***** Data listing
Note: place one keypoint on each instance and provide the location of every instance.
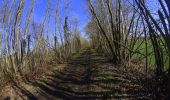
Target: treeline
(26, 44)
(132, 31)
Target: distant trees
(25, 45)
(114, 28)
(159, 33)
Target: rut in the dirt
(87, 76)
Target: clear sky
(78, 10)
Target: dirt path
(87, 76)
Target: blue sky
(77, 10)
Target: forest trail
(87, 76)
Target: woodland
(123, 53)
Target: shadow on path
(87, 77)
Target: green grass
(140, 46)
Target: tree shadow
(79, 82)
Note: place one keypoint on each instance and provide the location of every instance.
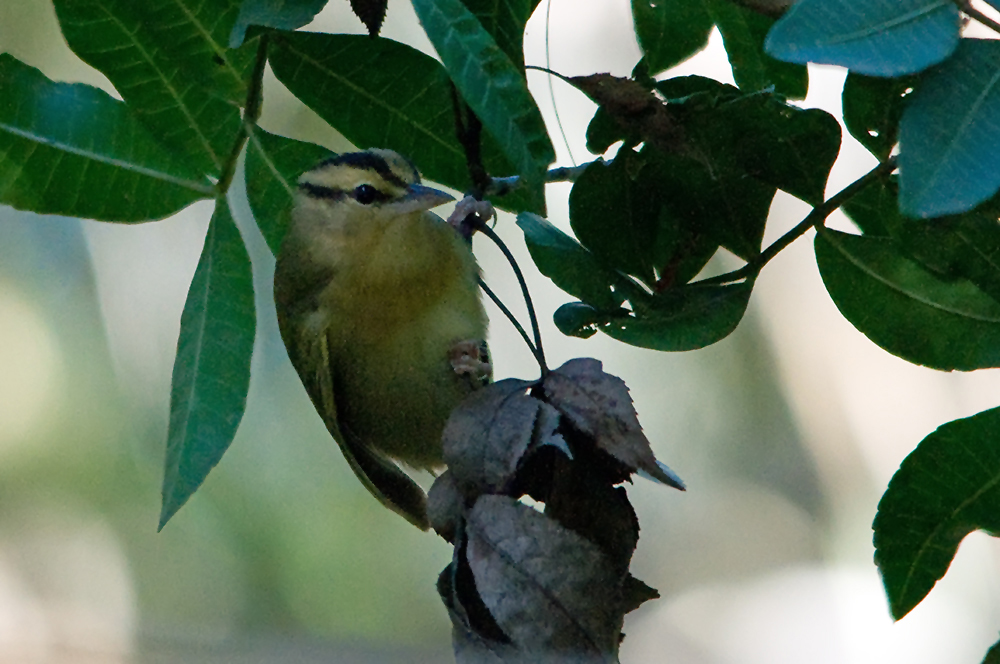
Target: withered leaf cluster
(544, 579)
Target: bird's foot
(459, 218)
(471, 358)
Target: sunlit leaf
(873, 37)
(945, 489)
(946, 161)
(72, 149)
(212, 369)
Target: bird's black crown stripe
(316, 191)
(371, 161)
(334, 194)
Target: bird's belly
(398, 400)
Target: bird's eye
(365, 194)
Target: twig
(536, 347)
(816, 217)
(503, 186)
(972, 12)
(251, 114)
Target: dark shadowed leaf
(549, 589)
(279, 14)
(380, 93)
(504, 20)
(683, 318)
(946, 161)
(905, 308)
(636, 111)
(371, 13)
(599, 405)
(126, 42)
(576, 319)
(71, 149)
(875, 210)
(670, 31)
(273, 166)
(570, 266)
(492, 86)
(872, 109)
(743, 33)
(945, 489)
(873, 37)
(212, 368)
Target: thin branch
(251, 114)
(510, 316)
(504, 186)
(972, 12)
(816, 217)
(536, 347)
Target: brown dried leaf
(371, 13)
(599, 405)
(636, 109)
(445, 506)
(549, 589)
(489, 433)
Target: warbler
(379, 308)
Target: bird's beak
(418, 197)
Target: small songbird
(379, 307)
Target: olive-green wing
(310, 355)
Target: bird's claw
(483, 210)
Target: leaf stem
(251, 114)
(504, 186)
(816, 217)
(966, 7)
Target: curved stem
(816, 217)
(536, 348)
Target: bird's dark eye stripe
(366, 161)
(333, 194)
(317, 191)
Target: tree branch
(815, 218)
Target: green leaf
(781, 145)
(576, 319)
(616, 215)
(906, 309)
(570, 266)
(965, 246)
(743, 33)
(872, 109)
(670, 31)
(273, 166)
(279, 14)
(380, 93)
(504, 20)
(683, 318)
(491, 85)
(874, 210)
(212, 369)
(873, 37)
(126, 42)
(73, 150)
(945, 489)
(947, 163)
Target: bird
(379, 308)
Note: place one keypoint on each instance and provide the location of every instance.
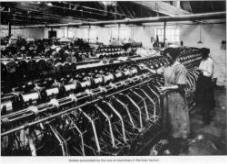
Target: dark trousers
(205, 97)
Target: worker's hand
(143, 66)
(164, 88)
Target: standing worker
(205, 93)
(175, 79)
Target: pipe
(191, 17)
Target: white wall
(36, 33)
(212, 35)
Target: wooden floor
(209, 139)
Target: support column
(9, 28)
(164, 37)
(9, 25)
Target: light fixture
(49, 4)
(108, 3)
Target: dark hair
(173, 53)
(205, 53)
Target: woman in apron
(175, 79)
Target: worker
(205, 93)
(175, 80)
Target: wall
(36, 33)
(212, 35)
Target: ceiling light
(49, 4)
(109, 3)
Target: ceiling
(30, 13)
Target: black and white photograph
(113, 78)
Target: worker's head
(171, 54)
(205, 53)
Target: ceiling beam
(162, 7)
(190, 17)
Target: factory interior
(113, 78)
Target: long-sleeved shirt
(207, 67)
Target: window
(172, 34)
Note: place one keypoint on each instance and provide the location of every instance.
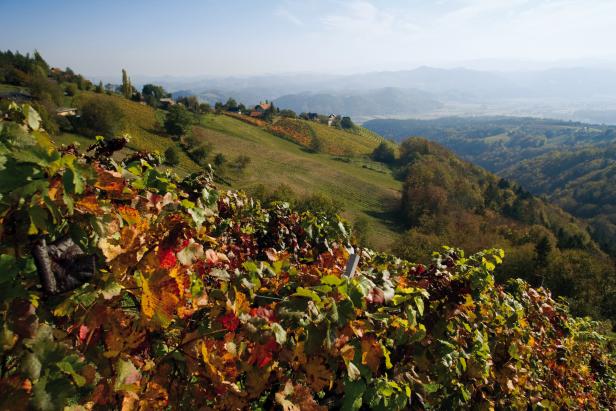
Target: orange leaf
(371, 352)
(318, 375)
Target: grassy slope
(364, 187)
(361, 185)
(142, 125)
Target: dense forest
(498, 142)
(580, 181)
(125, 286)
(443, 199)
(570, 163)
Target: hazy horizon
(207, 38)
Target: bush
(218, 303)
(384, 153)
(171, 156)
(100, 116)
(71, 89)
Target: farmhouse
(66, 111)
(16, 96)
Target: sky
(234, 38)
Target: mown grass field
(365, 188)
(143, 125)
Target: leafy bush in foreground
(204, 300)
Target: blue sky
(237, 37)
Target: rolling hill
(425, 198)
(579, 181)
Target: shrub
(100, 116)
(176, 295)
(171, 156)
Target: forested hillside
(570, 163)
(127, 287)
(498, 142)
(582, 181)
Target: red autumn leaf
(262, 354)
(83, 332)
(263, 312)
(167, 258)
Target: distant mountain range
(583, 94)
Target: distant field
(366, 188)
(143, 126)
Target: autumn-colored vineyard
(124, 287)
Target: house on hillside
(16, 96)
(166, 102)
(66, 111)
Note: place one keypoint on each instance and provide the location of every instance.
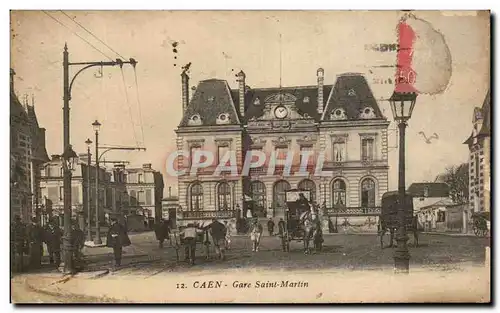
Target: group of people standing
(28, 239)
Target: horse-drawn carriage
(480, 221)
(389, 217)
(301, 223)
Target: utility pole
(68, 251)
(89, 212)
(97, 126)
(68, 154)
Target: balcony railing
(186, 215)
(353, 211)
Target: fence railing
(353, 211)
(208, 214)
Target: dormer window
(367, 113)
(338, 114)
(223, 118)
(195, 120)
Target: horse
(384, 228)
(217, 232)
(312, 228)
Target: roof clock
(280, 112)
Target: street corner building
(341, 121)
(27, 156)
(134, 192)
(479, 144)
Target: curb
(83, 298)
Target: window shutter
(148, 197)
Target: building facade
(144, 187)
(340, 124)
(52, 189)
(27, 154)
(479, 144)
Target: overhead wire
(74, 33)
(92, 34)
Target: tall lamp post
(67, 86)
(69, 159)
(402, 105)
(97, 126)
(88, 142)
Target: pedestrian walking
(117, 238)
(270, 226)
(53, 239)
(18, 244)
(78, 242)
(218, 232)
(281, 227)
(255, 234)
(162, 232)
(227, 242)
(189, 235)
(35, 242)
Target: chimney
(241, 87)
(185, 90)
(320, 73)
(12, 74)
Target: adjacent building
(479, 144)
(343, 121)
(27, 154)
(144, 187)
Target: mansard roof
(306, 99)
(486, 127)
(211, 99)
(352, 94)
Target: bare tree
(457, 177)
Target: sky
(219, 44)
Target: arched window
(367, 193)
(196, 203)
(224, 196)
(279, 192)
(308, 184)
(258, 192)
(339, 193)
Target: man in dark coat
(270, 226)
(281, 227)
(218, 233)
(35, 241)
(52, 238)
(18, 243)
(189, 235)
(78, 242)
(117, 238)
(162, 232)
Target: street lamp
(97, 126)
(88, 142)
(69, 160)
(402, 105)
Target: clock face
(280, 112)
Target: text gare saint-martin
(202, 159)
(216, 284)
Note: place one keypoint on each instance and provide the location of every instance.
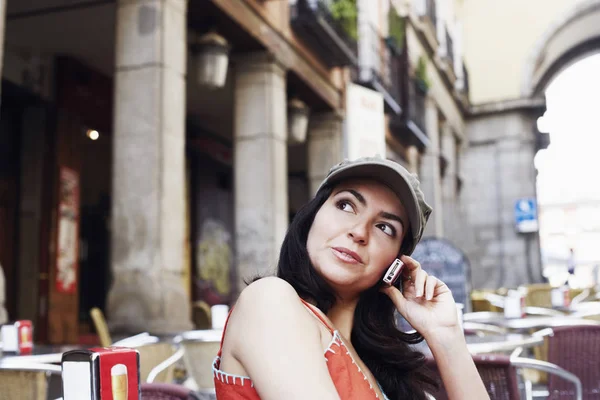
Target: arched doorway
(568, 193)
(562, 67)
(573, 36)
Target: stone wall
(498, 166)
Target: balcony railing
(465, 80)
(409, 127)
(431, 12)
(449, 48)
(416, 105)
(328, 27)
(379, 67)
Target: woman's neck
(342, 316)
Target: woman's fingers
(396, 296)
(420, 282)
(411, 268)
(430, 286)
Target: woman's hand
(425, 301)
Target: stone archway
(573, 36)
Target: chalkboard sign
(440, 258)
(446, 262)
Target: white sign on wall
(365, 123)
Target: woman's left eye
(388, 230)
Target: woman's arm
(428, 305)
(277, 341)
(456, 366)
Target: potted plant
(397, 31)
(421, 79)
(345, 13)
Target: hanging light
(297, 121)
(211, 59)
(92, 134)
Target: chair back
(497, 373)
(166, 391)
(538, 295)
(25, 381)
(576, 349)
(101, 327)
(153, 354)
(198, 358)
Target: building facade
(513, 50)
(155, 151)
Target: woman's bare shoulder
(269, 295)
(270, 303)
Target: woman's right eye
(345, 205)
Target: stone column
(260, 166)
(2, 29)
(430, 172)
(449, 198)
(412, 156)
(324, 147)
(3, 314)
(148, 229)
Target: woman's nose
(359, 233)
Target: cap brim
(393, 179)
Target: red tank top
(349, 380)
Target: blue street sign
(526, 220)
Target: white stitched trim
(335, 340)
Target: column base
(143, 301)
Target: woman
(324, 327)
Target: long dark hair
(383, 348)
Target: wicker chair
(165, 391)
(152, 355)
(499, 375)
(538, 295)
(575, 349)
(25, 381)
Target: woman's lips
(346, 255)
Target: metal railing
(416, 105)
(378, 62)
(465, 79)
(346, 28)
(431, 12)
(449, 48)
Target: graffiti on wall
(214, 257)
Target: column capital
(325, 124)
(260, 61)
(180, 4)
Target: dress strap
(224, 330)
(317, 314)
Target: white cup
(218, 315)
(459, 311)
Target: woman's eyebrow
(359, 197)
(363, 201)
(393, 217)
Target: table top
(497, 343)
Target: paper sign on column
(101, 374)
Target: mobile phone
(393, 272)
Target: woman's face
(356, 235)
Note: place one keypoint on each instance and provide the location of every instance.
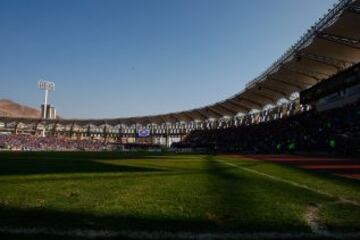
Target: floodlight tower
(48, 87)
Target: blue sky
(137, 57)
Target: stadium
(278, 160)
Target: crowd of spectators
(335, 131)
(38, 143)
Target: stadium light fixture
(48, 86)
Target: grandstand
(278, 160)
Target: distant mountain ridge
(9, 108)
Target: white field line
(312, 213)
(92, 234)
(295, 184)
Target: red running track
(346, 167)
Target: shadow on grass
(51, 166)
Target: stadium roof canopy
(328, 47)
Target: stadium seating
(335, 131)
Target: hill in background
(10, 108)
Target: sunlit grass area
(169, 193)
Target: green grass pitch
(186, 196)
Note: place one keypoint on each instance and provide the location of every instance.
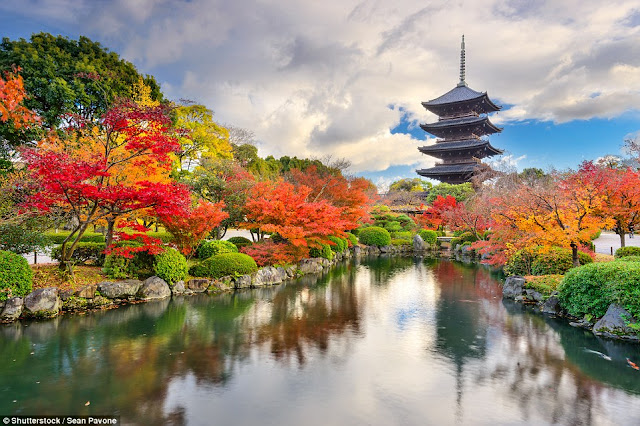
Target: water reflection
(390, 340)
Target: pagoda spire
(462, 65)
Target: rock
(615, 323)
(419, 244)
(65, 294)
(43, 303)
(12, 309)
(534, 295)
(551, 305)
(87, 292)
(310, 266)
(179, 288)
(119, 289)
(243, 281)
(154, 288)
(268, 276)
(198, 285)
(513, 287)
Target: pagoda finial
(462, 68)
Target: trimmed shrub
(171, 266)
(340, 244)
(429, 237)
(240, 242)
(590, 289)
(538, 261)
(323, 251)
(87, 237)
(83, 253)
(224, 264)
(213, 247)
(16, 276)
(375, 236)
(627, 251)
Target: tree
(88, 172)
(192, 226)
(203, 139)
(69, 76)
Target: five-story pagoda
(462, 124)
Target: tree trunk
(574, 251)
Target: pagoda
(461, 130)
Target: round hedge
(240, 241)
(323, 251)
(16, 276)
(428, 236)
(375, 236)
(627, 251)
(225, 264)
(211, 248)
(590, 289)
(171, 266)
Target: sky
(346, 78)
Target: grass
(48, 275)
(544, 284)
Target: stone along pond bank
(51, 301)
(617, 323)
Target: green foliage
(240, 242)
(539, 261)
(83, 253)
(375, 236)
(224, 264)
(627, 251)
(171, 266)
(460, 192)
(353, 240)
(213, 247)
(88, 237)
(590, 289)
(20, 239)
(430, 237)
(16, 276)
(340, 244)
(323, 251)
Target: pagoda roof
(466, 144)
(439, 128)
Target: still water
(386, 341)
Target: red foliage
(282, 208)
(269, 253)
(192, 226)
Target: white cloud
(311, 78)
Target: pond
(393, 340)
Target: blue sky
(346, 78)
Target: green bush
(538, 261)
(428, 236)
(225, 264)
(323, 251)
(590, 289)
(87, 237)
(213, 247)
(340, 244)
(171, 266)
(353, 240)
(557, 260)
(375, 236)
(627, 251)
(83, 253)
(240, 242)
(16, 276)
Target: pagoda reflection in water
(461, 126)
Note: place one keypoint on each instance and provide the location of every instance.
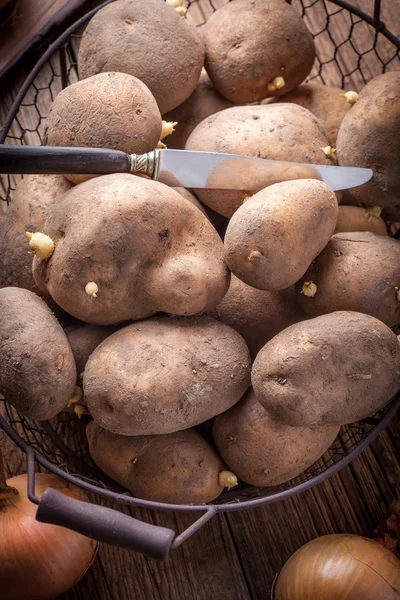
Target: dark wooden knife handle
(62, 161)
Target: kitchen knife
(178, 168)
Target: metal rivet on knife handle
(144, 164)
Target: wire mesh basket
(352, 47)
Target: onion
(38, 561)
(340, 567)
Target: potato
(27, 212)
(203, 102)
(83, 340)
(355, 218)
(263, 451)
(257, 315)
(165, 374)
(148, 40)
(108, 110)
(357, 271)
(126, 248)
(331, 370)
(369, 136)
(178, 468)
(37, 368)
(255, 49)
(324, 101)
(279, 131)
(273, 237)
(192, 198)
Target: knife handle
(64, 161)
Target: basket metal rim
(223, 507)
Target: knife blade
(178, 168)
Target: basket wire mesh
(357, 47)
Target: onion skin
(38, 561)
(340, 567)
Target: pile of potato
(208, 336)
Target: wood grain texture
(236, 556)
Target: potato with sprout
(148, 40)
(37, 368)
(26, 214)
(369, 136)
(355, 218)
(256, 314)
(325, 102)
(274, 236)
(108, 110)
(357, 271)
(179, 468)
(202, 102)
(165, 374)
(279, 132)
(126, 248)
(331, 370)
(263, 451)
(257, 49)
(83, 340)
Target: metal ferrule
(144, 164)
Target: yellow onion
(38, 561)
(340, 567)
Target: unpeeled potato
(357, 271)
(179, 468)
(250, 44)
(257, 315)
(325, 102)
(284, 132)
(264, 451)
(274, 236)
(355, 218)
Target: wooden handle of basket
(104, 524)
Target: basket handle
(104, 524)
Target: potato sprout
(328, 151)
(309, 289)
(41, 244)
(227, 479)
(351, 97)
(255, 255)
(77, 397)
(372, 211)
(168, 127)
(276, 84)
(91, 289)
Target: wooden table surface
(236, 556)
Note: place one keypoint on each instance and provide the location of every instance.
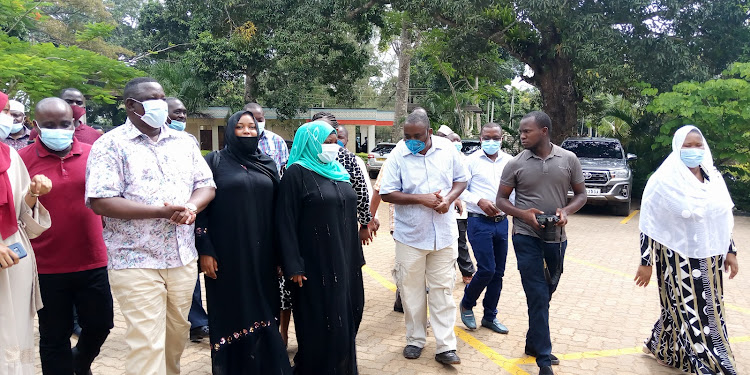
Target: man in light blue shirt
(424, 177)
(487, 229)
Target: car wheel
(622, 209)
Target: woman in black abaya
(235, 240)
(321, 253)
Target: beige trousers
(155, 304)
(416, 269)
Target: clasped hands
(436, 202)
(178, 214)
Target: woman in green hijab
(321, 253)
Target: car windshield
(594, 149)
(383, 149)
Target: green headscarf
(307, 146)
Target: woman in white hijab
(686, 230)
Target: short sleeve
(459, 170)
(576, 173)
(391, 176)
(202, 176)
(509, 174)
(104, 172)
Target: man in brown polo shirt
(541, 175)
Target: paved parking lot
(599, 318)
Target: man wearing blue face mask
(177, 114)
(19, 134)
(71, 255)
(425, 175)
(197, 316)
(269, 142)
(487, 228)
(149, 183)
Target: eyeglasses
(76, 102)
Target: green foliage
(719, 107)
(35, 71)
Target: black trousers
(465, 265)
(89, 292)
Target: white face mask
(329, 153)
(155, 112)
(261, 126)
(6, 123)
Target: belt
(495, 219)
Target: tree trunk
(250, 86)
(402, 86)
(555, 80)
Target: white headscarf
(677, 210)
**********
● **What is being asked**:
Starting with the line that contains "Target: paved parking lot", restate every line through the end of the records above, exactly and with no other lines.

● **Solution to the problem**:
Target: paved parking lot
(599, 318)
Target: man wearing blue face mask
(177, 114)
(19, 134)
(71, 255)
(425, 175)
(197, 316)
(269, 142)
(487, 228)
(149, 183)
Target: eyeglasses
(76, 102)
Target: green foliage
(719, 107)
(35, 71)
Target: black trousers
(465, 265)
(89, 292)
Target: white face mask
(329, 153)
(155, 112)
(261, 126)
(6, 123)
Target: belt
(495, 219)
Target: tree trunk
(250, 86)
(402, 86)
(555, 80)
Target: white headscarf
(677, 210)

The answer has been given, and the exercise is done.